Continue the piece below about a ballerina's last act of defiance at a Nazi death camp, starting right after its final sentence.

### EXTRACT TO READ

Segment Open

Mary Berg, The Diary

October 23, 1943 The Last Great Act of Defiance

You may take my freedom, she might have said. You may take my life but you will not take away, my free will.

Before the age of the internet, sight gags were copied and re-copied and passed around from hand to hand, much the same as we text each other amusing memes, today. One stands out after all these years, as worth remembering. A “Last Great Act of Defiance”, in the face of certain destruction.

I considered whether such an image trivialized the death of a human being, because that’s what this story is about. But no, silly as it is this cartoon works just fine, as a symbol. A symbol of a small woman, naked, defenseless and yet defiant, in the face of the Nazi death camp. A ballerina barely 100 pounds soaking wet by the look of her photographs and yet, a woman who, in her last moments of life managed to take one of the Nazi sons of bitches, with her.

Segment Closed

### INPUT DATA
Segment Open

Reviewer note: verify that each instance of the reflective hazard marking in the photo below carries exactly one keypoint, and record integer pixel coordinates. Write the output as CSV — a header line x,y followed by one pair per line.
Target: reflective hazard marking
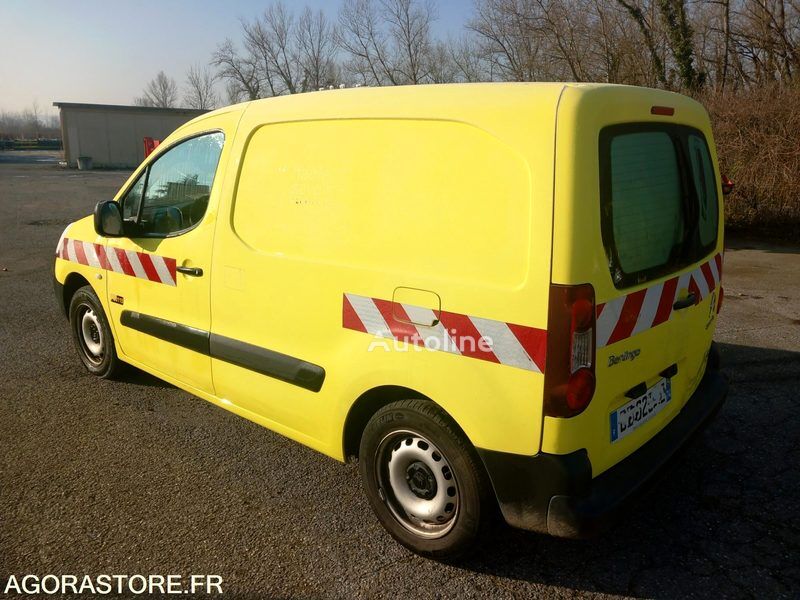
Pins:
x,y
152,267
494,341
638,311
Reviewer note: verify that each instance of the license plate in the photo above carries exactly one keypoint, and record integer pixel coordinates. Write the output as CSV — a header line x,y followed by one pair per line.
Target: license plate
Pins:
x,y
638,411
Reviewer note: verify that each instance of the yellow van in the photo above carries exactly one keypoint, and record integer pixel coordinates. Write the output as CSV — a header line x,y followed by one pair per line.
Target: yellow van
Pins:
x,y
490,294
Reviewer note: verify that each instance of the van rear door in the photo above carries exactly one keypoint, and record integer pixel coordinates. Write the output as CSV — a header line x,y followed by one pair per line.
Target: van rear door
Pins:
x,y
660,228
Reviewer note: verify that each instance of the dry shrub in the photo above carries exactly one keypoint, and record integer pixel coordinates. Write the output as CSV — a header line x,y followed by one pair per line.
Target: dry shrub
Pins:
x,y
757,133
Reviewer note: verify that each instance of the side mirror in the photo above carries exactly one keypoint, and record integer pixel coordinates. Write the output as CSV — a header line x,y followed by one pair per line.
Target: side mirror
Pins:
x,y
727,186
108,219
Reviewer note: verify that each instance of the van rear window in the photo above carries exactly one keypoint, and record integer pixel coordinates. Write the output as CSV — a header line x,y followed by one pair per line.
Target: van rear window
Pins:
x,y
658,199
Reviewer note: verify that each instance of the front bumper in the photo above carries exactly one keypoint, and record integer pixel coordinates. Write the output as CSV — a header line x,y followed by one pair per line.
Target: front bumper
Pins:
x,y
556,494
58,288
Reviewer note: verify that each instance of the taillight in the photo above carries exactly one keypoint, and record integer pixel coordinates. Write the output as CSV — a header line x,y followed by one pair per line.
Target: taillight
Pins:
x,y
569,378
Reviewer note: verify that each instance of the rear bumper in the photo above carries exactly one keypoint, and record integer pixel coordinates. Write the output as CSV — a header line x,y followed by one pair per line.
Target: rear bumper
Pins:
x,y
556,494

Segment Closed

### ANSWER BELOW
Franceska Mann

They say if you do what you love, you’ll never work a day in your life. Franceska Mann was born to dance. Any mother or father of such a child would smile at the thought of what she must have been like, growing up. By the time Franceska had come of age she had mastered classical and several forms of popular dance.

Mann studied dance at Irena Prusicka’s School of Gymnastics and Artistic Dance, one of three major studios, in pre-war Warsaw. She competed in 1939 in an international dance competition in Brussels placing fourth, out of 125 ballerinas. She was the pride of Poland considered by many to be the most beautiful and most talented, of her generation.

When the Nazi war machine invaded Poland in 1939, she was performing at the Melody Nightclub in Warsaw

For a time, Franceska’s physical features allowed her passage on the “Aryan” side of the city while up to 460,000 fellow Jews and not a few Romani people were rounded up in the “Residential District”, the infamous Warsaw Ghetto.

The Warsaw Ghetto and others like it were little more than waiting rooms, for the death camps. Even before ultimate deportation conditions, were grisly. The daily food ration for Jews in the ghetto was a scant 184 calories compared with 699 for Polish gentiles and 2,613, for Germans. Disease and starvation quickly set in to begin a process the waiting “showers”, were built to complete.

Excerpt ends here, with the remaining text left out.